**YOUR TASK**. Could you repeat every record below exactly, leaving out the pictures?

[Point localization data]

════════════════

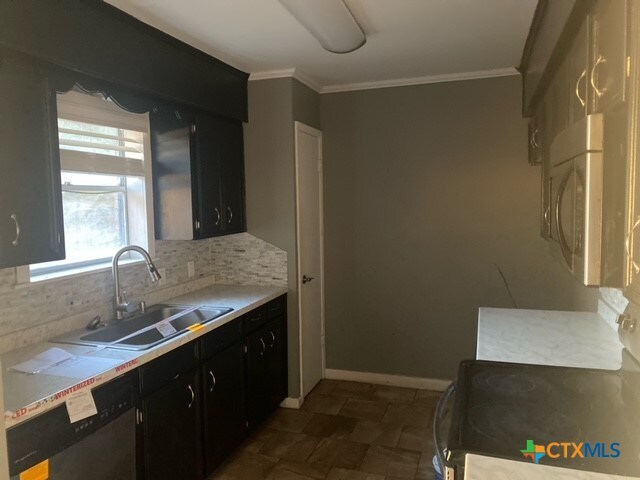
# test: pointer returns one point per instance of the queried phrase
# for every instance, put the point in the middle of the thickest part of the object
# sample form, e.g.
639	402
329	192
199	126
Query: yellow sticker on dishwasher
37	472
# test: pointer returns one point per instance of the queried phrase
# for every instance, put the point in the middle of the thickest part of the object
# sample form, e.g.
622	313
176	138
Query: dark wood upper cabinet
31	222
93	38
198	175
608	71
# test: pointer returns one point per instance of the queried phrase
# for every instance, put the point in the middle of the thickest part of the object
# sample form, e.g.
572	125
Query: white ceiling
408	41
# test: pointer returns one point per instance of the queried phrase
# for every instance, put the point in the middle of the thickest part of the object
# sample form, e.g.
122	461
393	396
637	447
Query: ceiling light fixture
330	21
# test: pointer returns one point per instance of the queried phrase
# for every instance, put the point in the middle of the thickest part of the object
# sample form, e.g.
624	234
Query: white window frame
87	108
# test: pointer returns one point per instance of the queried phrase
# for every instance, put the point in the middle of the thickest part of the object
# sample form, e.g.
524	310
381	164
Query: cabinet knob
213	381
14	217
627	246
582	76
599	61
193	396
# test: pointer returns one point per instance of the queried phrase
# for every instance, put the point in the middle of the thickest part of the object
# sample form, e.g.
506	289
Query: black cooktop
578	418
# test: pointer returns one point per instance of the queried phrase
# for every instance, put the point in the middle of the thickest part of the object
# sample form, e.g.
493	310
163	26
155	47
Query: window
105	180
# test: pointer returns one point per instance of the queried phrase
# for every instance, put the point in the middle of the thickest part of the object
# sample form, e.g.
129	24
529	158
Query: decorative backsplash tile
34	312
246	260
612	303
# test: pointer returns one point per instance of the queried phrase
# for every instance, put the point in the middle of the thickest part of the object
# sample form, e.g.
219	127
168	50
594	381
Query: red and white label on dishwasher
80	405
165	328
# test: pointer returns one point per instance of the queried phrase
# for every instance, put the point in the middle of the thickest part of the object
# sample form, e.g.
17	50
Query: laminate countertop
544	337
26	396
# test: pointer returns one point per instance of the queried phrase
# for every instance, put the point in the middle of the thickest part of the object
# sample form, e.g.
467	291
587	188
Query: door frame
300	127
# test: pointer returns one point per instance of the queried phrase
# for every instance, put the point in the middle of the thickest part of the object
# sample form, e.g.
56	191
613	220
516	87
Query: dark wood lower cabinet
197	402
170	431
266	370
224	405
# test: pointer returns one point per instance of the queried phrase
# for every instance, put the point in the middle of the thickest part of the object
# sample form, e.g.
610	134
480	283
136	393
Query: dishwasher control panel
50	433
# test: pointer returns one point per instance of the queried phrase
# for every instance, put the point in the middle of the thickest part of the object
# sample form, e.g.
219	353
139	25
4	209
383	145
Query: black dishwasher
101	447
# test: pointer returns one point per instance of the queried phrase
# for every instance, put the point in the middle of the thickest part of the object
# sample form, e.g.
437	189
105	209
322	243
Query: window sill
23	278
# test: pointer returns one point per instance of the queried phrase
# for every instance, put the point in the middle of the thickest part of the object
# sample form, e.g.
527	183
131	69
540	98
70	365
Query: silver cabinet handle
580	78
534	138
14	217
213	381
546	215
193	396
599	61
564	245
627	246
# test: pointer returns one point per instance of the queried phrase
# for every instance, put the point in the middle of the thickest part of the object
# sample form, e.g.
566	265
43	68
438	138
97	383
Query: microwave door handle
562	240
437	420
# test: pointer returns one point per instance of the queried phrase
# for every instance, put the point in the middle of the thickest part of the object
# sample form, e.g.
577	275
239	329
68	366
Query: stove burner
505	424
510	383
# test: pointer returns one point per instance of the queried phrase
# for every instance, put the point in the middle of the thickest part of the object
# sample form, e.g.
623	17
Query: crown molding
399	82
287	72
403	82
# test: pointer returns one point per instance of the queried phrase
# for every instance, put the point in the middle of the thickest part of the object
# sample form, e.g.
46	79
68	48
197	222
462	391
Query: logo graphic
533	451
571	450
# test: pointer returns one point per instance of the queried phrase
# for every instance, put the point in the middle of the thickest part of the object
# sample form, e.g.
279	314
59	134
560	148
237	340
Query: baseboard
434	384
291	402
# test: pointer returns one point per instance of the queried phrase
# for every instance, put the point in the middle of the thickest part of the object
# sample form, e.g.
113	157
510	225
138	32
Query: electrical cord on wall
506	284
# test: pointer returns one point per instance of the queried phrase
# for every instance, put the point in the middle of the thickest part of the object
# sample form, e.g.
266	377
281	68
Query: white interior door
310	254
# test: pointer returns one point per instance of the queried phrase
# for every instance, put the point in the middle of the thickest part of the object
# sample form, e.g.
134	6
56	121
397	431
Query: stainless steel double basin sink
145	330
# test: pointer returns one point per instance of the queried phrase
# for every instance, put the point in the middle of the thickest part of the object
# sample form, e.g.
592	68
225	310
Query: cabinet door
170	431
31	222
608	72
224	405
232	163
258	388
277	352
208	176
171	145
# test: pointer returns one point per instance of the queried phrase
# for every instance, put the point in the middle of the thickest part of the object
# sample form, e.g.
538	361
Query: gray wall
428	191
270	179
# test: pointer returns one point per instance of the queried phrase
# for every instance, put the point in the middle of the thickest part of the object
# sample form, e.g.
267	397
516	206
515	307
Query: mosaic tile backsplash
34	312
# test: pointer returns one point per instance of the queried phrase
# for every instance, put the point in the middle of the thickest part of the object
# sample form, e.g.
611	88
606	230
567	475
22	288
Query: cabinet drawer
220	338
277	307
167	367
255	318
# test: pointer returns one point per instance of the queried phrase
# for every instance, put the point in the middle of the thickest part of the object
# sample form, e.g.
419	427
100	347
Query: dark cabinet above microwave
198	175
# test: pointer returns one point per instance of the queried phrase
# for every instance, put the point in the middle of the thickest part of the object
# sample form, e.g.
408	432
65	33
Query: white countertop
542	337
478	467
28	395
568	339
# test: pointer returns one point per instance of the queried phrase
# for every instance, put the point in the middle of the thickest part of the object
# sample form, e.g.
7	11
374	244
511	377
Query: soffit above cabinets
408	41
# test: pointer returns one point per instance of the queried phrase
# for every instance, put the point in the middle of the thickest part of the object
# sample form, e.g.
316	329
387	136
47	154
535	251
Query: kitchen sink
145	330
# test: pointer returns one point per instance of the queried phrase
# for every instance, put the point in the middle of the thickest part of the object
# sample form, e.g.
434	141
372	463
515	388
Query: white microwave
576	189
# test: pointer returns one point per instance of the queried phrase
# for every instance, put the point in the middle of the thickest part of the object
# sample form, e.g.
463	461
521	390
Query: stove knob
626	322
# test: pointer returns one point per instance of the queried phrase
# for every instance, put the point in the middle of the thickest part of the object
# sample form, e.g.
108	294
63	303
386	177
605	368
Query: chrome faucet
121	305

════════════════

**WRITTEN REPLY**.
# test: pointer returns one point per instance of the queried phrase
# for every instance, put the point in the middle of the thickest part of the object
# sample form, e.g.
639	402
329	192
199	126
Query: yellow sticker on dishwasher
37	472
# test: pointer returns one point per instance of the queried phrase
# for every instance, put the point in the middle of the thickest part of the object
# sample form, e.g.
622	313
176	138
Query: dark wood upper cabinet
31	222
93	38
198	175
608	71
# test: pointer returns one point per instance of the queried phrase
# for every instance, put the point in the middle of the thickest part of the object
# sample form, e.g.
572	125
Query: white ceiling
408	41
# test: pointer returns one point per instance of the queried phrase
# for every instance, put the point in the middle of the thickest part of the object
# sample form, e.g.
122	461
393	396
637	447
Query: ceiling light fixture
330	21
# test: pointer returns one point per instance of the queried phrase
# for every instance, put the point in the middle of the thickest part of the object
# sample form, e.g.
624	234
Query: white window frame
87	108
# test: pointer returns one point per instance of the queried phrase
# for every instance, put the point in the middle of the thickest part of the object
# sample form, e.g.
524	310
381	164
Query: cabinet knob
213	381
14	217
627	246
582	76
599	61
193	396
# test: pointer returns one point per instance of the queried phrase
# for every instance, put the point in the middle of the thickest part of the object
# sample form, e.g.
506	289
Query: black cooktop
578	418
# test: pointer returns one point per instance of the queried phrase
# for every instance, put the point in the middle of the thickest part of the object
# sample form, e.g.
493	310
163	26
155	47
Query: window
105	180
# test: pointer returns one point per instance of the queried phrase
# for every instance, put the point in the middle of the thickest part of the object
# sample form, e.g.
129	24
529	158
Query: decorative backsplash tile
34	312
246	260
612	303
# test: pointer returns one point per instance of the queried phrase
# for every instance, put the point in the middle of the thickest part of the object
# sample form, e.g.
219	127
168	50
594	381
Query: red and white label on dishwasher
80	405
165	328
# test: pointer returns one point per instance of the queried phrase
# for every instance, put the point in the middle of the thickest part of the object
# sample form, e.g.
17	50
Query: laminate countertop
544	337
26	396
# test: pointer returns one point per instance of the queried phrase
# for every instance, put the point in the middle of the thickest part of the object
# sample form, e.g.
467	291
587	188
Query: door frame
300	127
# test: pointer returns one point per instance of the queried phrase
# for every instance, put the point in the middle of the thickest part of the object
# sample form, e.g.
56	191
613	220
516	87
Query: dark wood lower cabinet
197	402
170	431
266	370
224	405
# test: pointer returns one point per instance of the queried phrase
# for every instance, put the point in the middle of the thickest part of the object
# sample form, e.g.
610	134
480	283
136	393
Query: dishwasher control panel
50	433
# test: pointer returns one point per instance of the queried phrase
# for every instance, put the point in the middle of the thickest part of the object
# sample form, e.g.
219	353
139	25
4	209
383	145
Query: black dishwasher
101	447
# test: pointer returns one point per instance of the queried phrase
# for every instance, put the point in the middle of the thickest part of the object
# sample form, e.g.
437	189
105	209
322	243
Query: window sill
23	278
# test: pointer returns one point per instance of the queried phrase
# for every instance, put the point in the middle of the thickest part of the object
# sample form, e.g.
527	183
131	69
540	98
70	365
Query: silver cabinet handle
580	78
534	138
14	217
213	381
546	215
193	396
599	61
564	245
627	246
# test: pointer returns one point per instance of the queried phrase
# for every instance, put the point in the middle of the thickest part of the object
# sample form, e.g.
566	265
43	68
438	138
97	383
Query: microwave door handle
562	240
437	420
# test: pointer returns one point per instance of the queried phrase
# for every instance, put the point in the middle of the thickest part of the object
# sample form, e.g.
577	275
239	329
68	366
Query: stove burner
505	424
510	383
# test: pointer returns one point per instance of the queried phrase
# for every instance, put the point in the middle of the thickest part of the object
# sample form, e.g.
623	17
Query: crown molding
399	82
287	72
403	82
# test: pointer returns one point per instance of the queried phrase
# for every instance, put the point in the middle of the thickest part of the object
# sample form, e.g.
46	79
68	48
197	222
462	391
Query: logo graphic
533	451
571	450
# test: pointer returns one point per instance of the queried phrase
# for every instance, put the point in the middle of the thickest part of the object
# sample form, e.g.
279	314
59	134
560	148
237	340
Query: baseboard
434	384
291	402
# test: pointer returns one point per instance of the queried phrase
# for every instance, put the point in the middle of the thickest part of the object
# sample form, e.g.
113	157
510	225
138	32
Query: electrical cord on wall
506	284
# test: pointer returns one point per instance of the queried phrase
# for every instance, put the point in the middle of the thickest part of the object
# sample form, e.g.
266	377
281	68
Query: white interior door
310	254
# test: pointer returns one point per instance of the queried phrase
# for every instance, put the point in the middle of the thickest part of the object
# sample form, e.g.
134	6
56	121
397	431
Query: stainless steel double basin sink
145	330
# test: pointer returns one point per instance of the queried phrase
# for every instance, put the point in the middle of the thickest part of the object
# sample form, e.g.
592	68
225	310
Query: cabinet door
170	431
31	222
608	72
224	405
232	163
258	388
277	352
208	176
171	145
# test: pointer returns one point per instance of the queried phrase
# for every instance, put the point in the middle of the thickest part of the object
# sample form, e.g.
538	361
Query: gray wall
428	191
270	179
# test: pointer returns one point per instance of the queried phrase
# for every instance, put the point in the middle of the thickest part of the object
# sample form, e.g.
267	397
516	206
515	307
Query: mosaic tile backsplash
34	312
# test: pointer returns one point per instance of the queried phrase
# for every instance, put the point in the middle of the thickest part of the object
# sample form, e.g.
611	88
606	230
567	475
22	288
Query: cabinet drawer
220	338
277	307
167	367
255	318
# test: pointer returns one point per instance of the queried phrase
# for every instance, put the point in the middle of the thickest part of the object
# sample form, e.g.
419	427
100	347
Query: dark cabinet above microwave
198	175
# test: pointer returns one point per instance of the queried phrase
# for every instance, put the point in the middle of the thickest part of the object
# sample form, e.g.
408	432
65	33
Query: white countertop
542	337
478	467
28	395
568	339
# test: pointer returns one point per instance of the queried phrase
# for every instance, put the point in the middle of the thickest part of the object
# sample form, e.g.
7	11
374	244
511	377
Query: soffit above cabinets
408	41
# test: pointer returns one point per instance of the queried phrase
# for every instance, put the point in the middle of the thickest part of the object
# sample form, e.g.
316	329
387	136
47	154
535	251
Query: kitchen sink
145	330
# test: pointer returns one point per instance of the queried phrase
# for every instance, put the point in the middle of the thickest part of the object
# sample form, e.g.
434	141
372	463
515	388
Query: white microwave
576	189
# test: pointer returns one point per instance of the queried phrase
# for every instance, put the point in the middle of the thickest part of the object
# sample form, e.g.
463	461
521	390
Query: stove knob
626	322
# test: pointer returns one point per instance of the queried phrase
# for every instance, put the point in the middle of the thickest part of the object
# sample form, e.g.
108	294
63	303
386	177
605	368
Query: chrome faucet
121	305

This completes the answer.